**Problem:** All of the data that follows needs to be printed again, exactly as it reads.

**Data records:**
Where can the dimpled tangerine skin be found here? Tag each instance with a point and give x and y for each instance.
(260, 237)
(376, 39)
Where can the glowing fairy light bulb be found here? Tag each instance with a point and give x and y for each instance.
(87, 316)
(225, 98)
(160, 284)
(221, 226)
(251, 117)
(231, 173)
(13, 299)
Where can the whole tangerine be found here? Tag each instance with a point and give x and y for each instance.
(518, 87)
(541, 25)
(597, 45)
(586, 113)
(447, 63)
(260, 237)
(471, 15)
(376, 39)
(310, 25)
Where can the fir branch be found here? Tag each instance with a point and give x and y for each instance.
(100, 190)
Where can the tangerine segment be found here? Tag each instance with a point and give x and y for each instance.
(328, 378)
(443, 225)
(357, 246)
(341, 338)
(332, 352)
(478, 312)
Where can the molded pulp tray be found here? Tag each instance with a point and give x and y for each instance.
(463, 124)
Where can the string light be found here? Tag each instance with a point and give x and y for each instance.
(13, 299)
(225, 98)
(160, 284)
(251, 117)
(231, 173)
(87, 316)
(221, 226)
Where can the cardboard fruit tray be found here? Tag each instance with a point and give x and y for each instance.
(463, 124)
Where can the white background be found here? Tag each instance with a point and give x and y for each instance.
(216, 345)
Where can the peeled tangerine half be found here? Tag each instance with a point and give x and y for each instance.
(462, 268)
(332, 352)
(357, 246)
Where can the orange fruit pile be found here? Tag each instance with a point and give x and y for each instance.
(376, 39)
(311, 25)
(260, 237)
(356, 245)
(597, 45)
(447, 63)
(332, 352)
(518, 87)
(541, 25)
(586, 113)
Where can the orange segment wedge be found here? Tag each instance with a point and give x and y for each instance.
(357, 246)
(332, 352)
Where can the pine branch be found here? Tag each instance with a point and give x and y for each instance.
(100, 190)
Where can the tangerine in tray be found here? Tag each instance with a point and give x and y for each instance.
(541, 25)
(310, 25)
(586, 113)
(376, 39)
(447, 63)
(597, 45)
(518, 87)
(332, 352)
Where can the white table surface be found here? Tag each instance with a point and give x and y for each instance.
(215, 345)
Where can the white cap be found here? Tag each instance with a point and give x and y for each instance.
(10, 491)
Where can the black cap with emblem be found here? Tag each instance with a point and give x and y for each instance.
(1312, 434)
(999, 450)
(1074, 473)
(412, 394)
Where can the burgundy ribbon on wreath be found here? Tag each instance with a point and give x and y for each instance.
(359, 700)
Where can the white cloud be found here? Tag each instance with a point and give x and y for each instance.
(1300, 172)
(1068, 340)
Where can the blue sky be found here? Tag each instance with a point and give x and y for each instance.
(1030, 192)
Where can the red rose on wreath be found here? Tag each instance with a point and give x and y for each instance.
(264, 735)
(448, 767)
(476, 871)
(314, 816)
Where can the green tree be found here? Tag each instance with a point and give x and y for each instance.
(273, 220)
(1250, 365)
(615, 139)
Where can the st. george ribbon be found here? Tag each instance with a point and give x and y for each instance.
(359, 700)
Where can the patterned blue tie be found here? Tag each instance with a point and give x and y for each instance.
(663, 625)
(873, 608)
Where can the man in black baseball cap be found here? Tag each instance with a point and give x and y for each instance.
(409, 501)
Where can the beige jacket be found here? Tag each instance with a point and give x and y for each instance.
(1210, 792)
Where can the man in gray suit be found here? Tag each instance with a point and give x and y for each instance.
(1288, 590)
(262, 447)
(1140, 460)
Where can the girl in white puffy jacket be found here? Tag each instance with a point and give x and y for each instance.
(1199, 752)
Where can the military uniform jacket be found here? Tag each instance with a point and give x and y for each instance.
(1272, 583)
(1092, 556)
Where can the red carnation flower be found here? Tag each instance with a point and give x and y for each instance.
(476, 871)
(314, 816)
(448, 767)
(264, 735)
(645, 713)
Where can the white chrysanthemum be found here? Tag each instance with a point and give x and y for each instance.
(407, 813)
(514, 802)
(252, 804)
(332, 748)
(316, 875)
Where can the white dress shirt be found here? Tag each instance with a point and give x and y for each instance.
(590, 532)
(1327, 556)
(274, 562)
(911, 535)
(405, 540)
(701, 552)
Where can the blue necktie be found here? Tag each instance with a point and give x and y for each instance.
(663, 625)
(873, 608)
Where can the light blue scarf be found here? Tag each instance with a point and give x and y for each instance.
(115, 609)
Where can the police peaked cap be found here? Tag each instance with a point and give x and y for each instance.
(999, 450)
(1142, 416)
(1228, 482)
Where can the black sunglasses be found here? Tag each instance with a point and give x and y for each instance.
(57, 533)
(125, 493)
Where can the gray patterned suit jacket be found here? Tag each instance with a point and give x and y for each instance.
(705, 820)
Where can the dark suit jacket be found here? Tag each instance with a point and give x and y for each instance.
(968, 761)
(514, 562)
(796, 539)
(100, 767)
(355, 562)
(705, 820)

**Task solution:**
Where can the dimpled tangerine skin be found here? Tag each instance with a point and give x and y for each instance.
(260, 237)
(376, 39)
Where can the glowing fairy light bulb be found here? Tag each instance with a point and give x and y for each instance.
(87, 316)
(225, 98)
(160, 284)
(221, 226)
(251, 117)
(231, 173)
(13, 299)
Where can the whole tangerine be found here? Tag each instance with a point and give x and y for each instance.
(518, 87)
(541, 25)
(597, 45)
(586, 113)
(447, 63)
(260, 237)
(471, 15)
(376, 39)
(310, 25)
Where can the fir branch be found here? Tag each instance with a point and give x and y for each instance.
(100, 190)
Where can the tangerine segment be found here? Tag each instance with a point and give x and y for each instance.
(328, 378)
(443, 225)
(357, 246)
(341, 338)
(332, 352)
(478, 312)
Where can the molded pulp tray be found here? Tag each instance with a point and give x and y for each instance.
(463, 124)
Where can the string light be found here? Tag each instance with a point and give x and y for each instance.
(13, 299)
(225, 98)
(160, 284)
(251, 117)
(231, 173)
(87, 316)
(221, 226)
Where can the cardboard fruit tray be found here? Tag each instance with a point and give x and y for each instance.
(463, 124)
Where can the white background be found here? Tag each instance with a point and give x and y for each instance.
(216, 345)
Where can the peeled tangerine half be found here? Tag each instance with a point and give x and y for each instance.
(462, 268)
(332, 352)
(357, 246)
Where can the orange fruit pile be found here? Tag each instance with a point and give x and y for each instance.
(376, 39)
(311, 25)
(260, 237)
(356, 245)
(597, 45)
(447, 63)
(332, 352)
(518, 87)
(541, 25)
(586, 113)
Where can the orange segment wedge be found here? Tag each instance with a point and give x and y for each instance.
(357, 246)
(332, 352)
Where can the pine branch be found here? Tag each instance with a point and give x and y for each instance.
(100, 190)
Where can the tangerine in tray be found here? Tag each instance with a point and give x and y for each instance.
(541, 25)
(310, 25)
(586, 113)
(376, 39)
(447, 63)
(597, 45)
(518, 87)
(332, 352)
Where can the white table surface be found here? Tag each instance with a point and give x and y for each instance.
(215, 345)
Where can the white cap be found here? Tag each instance with a point and give x and y for each instance.
(10, 491)
Where can the black cap with emblem be found here? Tag each instance with a point and give x and y for each instance.
(1312, 434)
(999, 450)
(1074, 473)
(412, 394)
Where can the burgundy ribbon on wreath be found here? Tag each instance with a point and give x and y for each instance.
(359, 700)
Where can the white cloud be found here? Tag each instance with a point and give x and y for each instance.
(1300, 172)
(1068, 340)
Where can the blue sky be found here? Tag each instance with a point and give x and y for each instance.
(1030, 192)
Where can the red rose on wreath be found here? Tag each instance with a point and give x and y for each instance.
(264, 735)
(448, 767)
(476, 871)
(314, 816)
Where can the green tree be found here? Tag each instance with a point and give x and y for each instance.
(273, 220)
(1250, 365)
(615, 139)
Where can the st. george ribbon be found here? Tag each instance with a point and give x and y for each instance.
(359, 700)
Where can the patterned blue tie be found here? Tag each instance with a point and give x and y for each instance.
(663, 625)
(873, 608)
Where can the man in black baseball cap be found here? Tag each instance with a point and give x and y for each instance.
(409, 501)
Where can the beige jacket be found here? Tag each instance with a point and give x and y for each instance.
(1210, 792)
Where can the man in gray suit be found here? Tag each instance with a point and give x and y for each instance.
(1288, 590)
(262, 447)
(1140, 460)
Where can the girl in white puffy jacket be found here? Tag each instance with a point and give x and y for each instance.
(1199, 752)
Where can the military uniform jacket be found here? Tag each instance with a point and give x and y for each instance.
(1272, 583)
(1092, 556)
Where can the red carnation flower be found here? Tag each instance with a point and give x and y for each instance.
(476, 871)
(314, 816)
(448, 767)
(264, 735)
(645, 713)
Where can the white chrysanthemum be found here? Tag each instance with a point and give x and y for each instance.
(407, 813)
(514, 802)
(252, 804)
(332, 748)
(316, 875)
Where can the white dress shirt be found here? Tag each instance with a point and give x and y for each instance.
(590, 532)
(1327, 556)
(274, 562)
(911, 535)
(405, 540)
(701, 552)
Where can the blue necktie be found here? Tag each instance with a point and give x and y for each instance.
(663, 625)
(873, 608)
Where can the light blue scarf be found here? Tag each instance with a point and give x and y for each instance.
(115, 609)
Where can the police peaked cap be found here? Tag each instance with a point and give x and y for each instance.
(999, 450)
(1142, 416)
(1228, 482)
Where can the black sunglasses be found here? Tag each instance with a point and give x and y for each instance.
(57, 533)
(125, 493)
Where can the gray patterned suit jacket be found here? Tag each instance with a point and give x and y for each instance.
(705, 820)
Where can the dark suit jacket be found here? Tag each instance with a point and give x and y for each instance.
(968, 761)
(514, 562)
(796, 539)
(100, 767)
(355, 562)
(705, 820)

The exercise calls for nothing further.